### DATA IN THIS EXERCISE
%%
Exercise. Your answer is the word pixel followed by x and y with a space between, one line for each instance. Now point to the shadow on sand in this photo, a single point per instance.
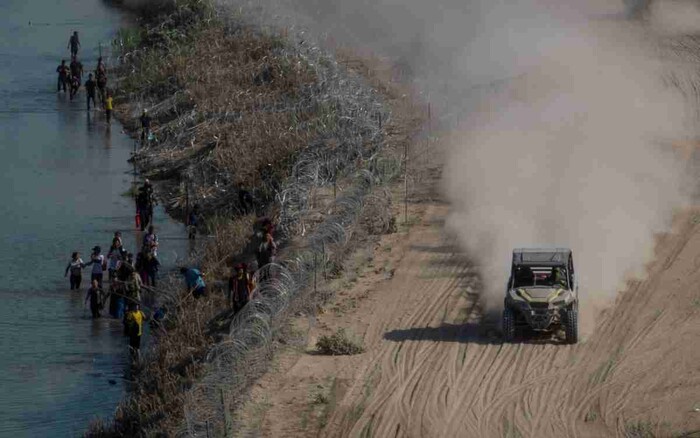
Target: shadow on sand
pixel 468 333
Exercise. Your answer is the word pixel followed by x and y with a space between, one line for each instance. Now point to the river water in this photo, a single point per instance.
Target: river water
pixel 62 176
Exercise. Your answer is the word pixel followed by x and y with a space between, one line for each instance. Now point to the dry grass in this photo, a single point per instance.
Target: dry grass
pixel 232 105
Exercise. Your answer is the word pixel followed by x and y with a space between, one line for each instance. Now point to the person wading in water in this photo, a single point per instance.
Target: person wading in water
pixel 133 328
pixel 62 71
pixel 99 264
pixel 95 296
pixel 195 281
pixel 75 266
pixel 109 106
pixel 90 87
pixel 74 44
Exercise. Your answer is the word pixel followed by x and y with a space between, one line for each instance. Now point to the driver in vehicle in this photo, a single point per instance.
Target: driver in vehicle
pixel 558 277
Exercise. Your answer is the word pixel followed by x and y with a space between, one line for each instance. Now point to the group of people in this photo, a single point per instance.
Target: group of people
pixel 70 79
pixel 126 279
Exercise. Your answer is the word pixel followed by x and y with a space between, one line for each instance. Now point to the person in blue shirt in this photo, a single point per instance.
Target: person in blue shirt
pixel 195 281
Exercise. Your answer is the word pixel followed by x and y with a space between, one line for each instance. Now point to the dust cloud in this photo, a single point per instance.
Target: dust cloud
pixel 574 151
pixel 557 120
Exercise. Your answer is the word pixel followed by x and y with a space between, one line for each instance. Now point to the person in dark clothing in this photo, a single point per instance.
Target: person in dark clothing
pixel 102 86
pixel 240 287
pixel 76 69
pixel 245 199
pixel 152 265
pixel 192 222
pixel 95 296
pixel 74 86
pixel 194 279
pixel 62 71
pixel 74 44
pixel 109 107
pixel 100 69
pixel 145 201
pixel 126 268
pixel 90 87
pixel 145 126
pixel 75 266
pixel 99 265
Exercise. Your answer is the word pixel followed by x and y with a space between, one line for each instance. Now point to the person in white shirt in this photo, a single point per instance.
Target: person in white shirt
pixel 75 266
pixel 99 264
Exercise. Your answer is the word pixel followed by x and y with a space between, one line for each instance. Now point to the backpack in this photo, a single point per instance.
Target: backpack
pixel 131 328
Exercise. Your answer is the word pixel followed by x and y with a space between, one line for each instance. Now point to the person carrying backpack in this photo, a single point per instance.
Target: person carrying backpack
pixel 99 265
pixel 195 281
pixel 192 222
pixel 74 44
pixel 62 71
pixel 150 241
pixel 75 266
pixel 90 87
pixel 152 265
pixel 266 251
pixel 109 106
pixel 240 287
pixel 95 296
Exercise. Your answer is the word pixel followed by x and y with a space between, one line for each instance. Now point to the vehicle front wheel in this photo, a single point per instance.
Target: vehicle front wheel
pixel 571 324
pixel 508 325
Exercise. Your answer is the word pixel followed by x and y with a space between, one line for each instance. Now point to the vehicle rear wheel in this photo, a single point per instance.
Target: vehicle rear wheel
pixel 571 324
pixel 508 325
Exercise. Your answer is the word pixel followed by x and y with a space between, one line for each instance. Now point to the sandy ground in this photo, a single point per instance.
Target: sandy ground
pixel 435 365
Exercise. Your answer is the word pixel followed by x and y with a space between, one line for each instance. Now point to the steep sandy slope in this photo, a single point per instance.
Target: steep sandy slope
pixel 435 366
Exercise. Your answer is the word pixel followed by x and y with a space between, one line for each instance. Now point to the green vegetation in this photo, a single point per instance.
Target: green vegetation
pixel 338 344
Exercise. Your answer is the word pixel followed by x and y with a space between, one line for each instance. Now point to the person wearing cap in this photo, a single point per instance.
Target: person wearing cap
pixel 195 281
pixel 99 264
pixel 240 287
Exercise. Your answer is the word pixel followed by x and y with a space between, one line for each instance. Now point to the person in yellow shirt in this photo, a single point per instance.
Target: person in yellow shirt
pixel 133 328
pixel 109 105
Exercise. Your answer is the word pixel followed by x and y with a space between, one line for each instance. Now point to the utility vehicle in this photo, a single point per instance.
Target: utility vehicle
pixel 542 293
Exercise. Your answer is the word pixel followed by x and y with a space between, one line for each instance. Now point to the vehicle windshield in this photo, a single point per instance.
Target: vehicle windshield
pixel 535 276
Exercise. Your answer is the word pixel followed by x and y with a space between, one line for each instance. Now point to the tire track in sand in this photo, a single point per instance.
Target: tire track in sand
pixel 442 375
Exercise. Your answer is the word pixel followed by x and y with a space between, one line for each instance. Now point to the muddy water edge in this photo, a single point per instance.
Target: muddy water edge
pixel 64 174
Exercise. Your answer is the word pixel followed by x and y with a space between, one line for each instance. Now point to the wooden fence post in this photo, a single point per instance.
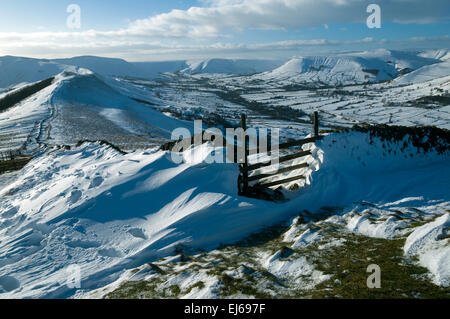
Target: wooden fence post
pixel 316 124
pixel 244 166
%%
### WHAT IS NEEDED
Above are records with pictures; repeat them exactly, but without the pictures.

### ANSWER TO THIS PROBLEM
Exercise. Your answer is the word pixel followed by x and y with a space between, one line for each instance. Now point to the shadow on sand in this photo, a single point per instance.
Target: shadow on sand
pixel 468 333
Exercise. Your answer is the word pixel followed by x and y with a space between, one line for each instance. Now point to the river water in this photo, a single point per instance.
Target: river water
pixel 62 176
Exercise. Your answer is the word pixel followed by x and y with a space between, one line for each instance. Now point to the dry grass in this photo, a single point per instance.
Target: dry grass
pixel 232 105
Exercise. Your answer is the word pixel followed by x and y with a space between, one line for each instance. Now point to the person wading in water in this photo, a single point per instance.
Target: person wading in water
pixel 133 328
pixel 62 71
pixel 99 264
pixel 95 296
pixel 195 281
pixel 75 266
pixel 109 106
pixel 90 87
pixel 74 44
Exercise. Your answer is the word pixel followed by x and y with a space between, one line for each instance. Now point to the driver in vehicle in this photo, a single point per instance.
Target: driver in vehicle
pixel 558 277
Exercise. Your answer is the word pixel followed by x and y with a space between, one line for each instance. Now point to the group of people in this photo, a single point per instance.
Target: group of people
pixel 70 79
pixel 126 279
Exercise. Your answer is the word pixel followed by x and y with a space between, one line for each instance. Now point to the person in blue shirt in this photo, a single point per instance.
Target: person in blue shirt
pixel 195 281
Exercise. Your answer is the word pixel followed by x and y with a space between, one line for each instance. Now point to the dust cloud in this photo, a single point per instance.
Target: dust cloud
pixel 574 151
pixel 557 120
Exercise. Your answer is the word pixel followed by x and y with a space between, one line for each instance. Now point to the person in dark clothing in this photo, a single point per instance.
Target: person in dark clothing
pixel 102 86
pixel 240 287
pixel 76 69
pixel 245 199
pixel 152 265
pixel 192 222
pixel 95 296
pixel 74 86
pixel 194 279
pixel 62 71
pixel 74 44
pixel 109 107
pixel 100 69
pixel 145 201
pixel 126 268
pixel 90 87
pixel 145 126
pixel 75 266
pixel 99 265
Exercise. Your answer is the word pixel followed by x and y with a space between, one line for each instance. Now point to the person in white shirt in this photo, a single point per instance.
Target: person in white shirt
pixel 75 266
pixel 99 264
Exercise. Your answer is the word pixel followed by x and y with a space between, one line for each instance. Now point to the backpack in this photo, a single point per instance.
Target: backpack
pixel 131 328
Exercise. Your answer is the word pixel followed by x and y with a space between, one line for each instance. Now point to the person carrying backpack in this photo, a single point per instance.
Target: person carrying backpack
pixel 99 265
pixel 195 281
pixel 192 222
pixel 74 44
pixel 62 71
pixel 150 241
pixel 75 266
pixel 90 87
pixel 152 265
pixel 266 251
pixel 109 106
pixel 240 287
pixel 95 296
Exercise. Your answer is the word pixel followed by x and y with a space between, one line for each instance. Now point to the vehicle front wheel in this photo, a single point per instance.
Target: vehicle front wheel
pixel 571 324
pixel 508 325
Exercise. Your answer is the word pixel followed by x and y with a space between, one line for each instance. Now point to the vehicle rear wheel in this photo, a single point per instance.
Target: vehicle rear wheel
pixel 571 324
pixel 508 325
Exercise. Your answer is the word pixel followed by x and y with a space between, one line for each instance. Now point to the sandy ground in this photo, a single point per instance.
Target: sandy ground
pixel 435 365
Exercise. Your answer is the word pixel followed by x and y with a space between, one line for each instance. Now point to the steep sandy slope in this photo, a single point per instance.
Target: steep sandy slope
pixel 435 366
Exercise. Your answer is the word pixel followed by x and y with a space between, one line for each instance. Now point to the green vegetation in this photo, a single point per instance.
Target: green vegetation
pixel 338 344
Exercise. Your answer is the word pixel followed by x and y with a space between, one line for each instance. Now point to the person wearing cap in this photo, a single point per instance.
Target: person wearing cap
pixel 195 281
pixel 99 264
pixel 240 287
Exercise. Your answer is the word pixel followed by x and y with a space between, one line for each instance. Now point to the person in yellow shirt in this photo, a single point per instance.
Target: person in yellow shirt
pixel 133 328
pixel 109 105
Exercise. Your answer is the word pixel followed by x and y with a space between, one line for each instance. Now point to the utility vehicle in this photo, a single point per instance.
Target: utility vehicle
pixel 542 293
Exercise. Your answer is the word pixel followed by x and y with a space between, one line for each instance. Now point to the vehicle windshield in this photo, a single point per instance.
Target: vehicle windshield
pixel 535 276
Exercise. Your answer is the word pixel followed by x and y with a space between, one line for each instance. Now point to the tire track in sand in this photo, a single point per instance.
Target: tire track in sand
pixel 442 375
Exercise. Your answer is the word pixel followed by x and y with a space between, one line for each instance. Now point to the muddy water edge in this photo, a single point per instance.
Target: muddy water edge
pixel 64 174
Exercise. Your answer is the word pixel followed by x and y with a space between, one line for each instance. Now point to the wooden fence post in this photo, a single point per instance.
Target: wooden fence post
pixel 316 124
pixel 244 166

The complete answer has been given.